▶ _Page excerpt_:
# can't stream on rooted android devices



## rboutin2

I have a Verizon Droid Maxx running kit Kat and am rooted to use xposed framework. Says no streaming allowed due to unauthorized modifications. I have tried use the root cloak module for xposed and it doesn't make a difference. I am not upset or angry. It is understandable why they don't allow rooted devices. Just wanted to say if anyone finds a way to get it to work, keep us posted. I'll be looking out for a method for the next week or so.


----------



## slowbiscuit

It'll come soon enough, then we can once again shake our heads at how Tivo and the content industry keep trying to put stupid, easily worked-around restrictions in the way of smart folks that are simply trying to watch what they pay for whenever and however they want.


----------



## Bytez

Is there a thread on XDA about this?


----------



## mmf01

Bytez said:


> Is there a thread on XDA about this?


Here ya go..No solution yet, but folks are already discussing..

http://forum.xda-developers.com/showthread.php?t=2678200


----------



## deaddeeds

http://forum.xda-developers.com/showthread.php?p=55757940#post55757940

We will have to wait and see, but I am not giving up my rooted S4 for Tivo. Way too much bloatware from big red to go back.


----------



## tomhorsley

There is also this thread:

http://forum.xda-developers.com/showpost.php?p=55755929&postcount=315


----------



## Captainbob

deaddeeds said:


> http://forum.xda-developers.com/showthread.php?p=55757940#post55757940
> 
> We will have to wait and see, but I am not giving up my rooted S4 for Tivo. Way too much bloatware from big red to go back.


Buy a Nexus phone. My Nexus 4 has no bloatware,* always has the latest version of Android, as soon as it is released *and I don't have to root it and possibly screw up it's functionality with different apps.


----------



## Endymion_

Sadly, "buy a Nexus phone" is not an honest alternative here. Although it is free of garbage apps that AT&T, T-Mobile, Verizon and other carriers load down their phones with, there are still (surprisingly) far too many things that you just can't do on a completely carrier-free unlocked phone or tablet. That includes the Nexus line, too. The Nexus line serves a good purpose and are absolutely a great value, but the additional functionality that root (or even CFW) provide will never be replaced by just using a different phone or tablet.

We just have to sit tight, this will get licked, no doubt about it.

▶ _Directions for this task_: Please list every username that heads a post in the thread about streaming on rooted Android devices, in the order the posts appear.

▶ _Available data_:
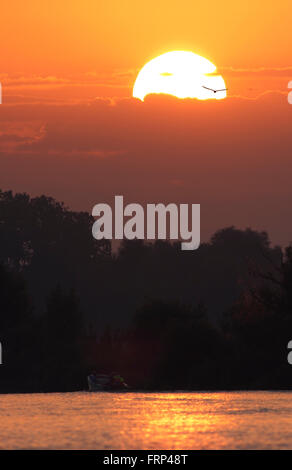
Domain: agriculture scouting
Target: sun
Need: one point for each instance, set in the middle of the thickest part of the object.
(182, 74)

▶ _Answer for this exercise_: rboutin2, slowbiscuit, Bytez, mmf01, deaddeeds, tomhorsley, Captainbob, Endymion_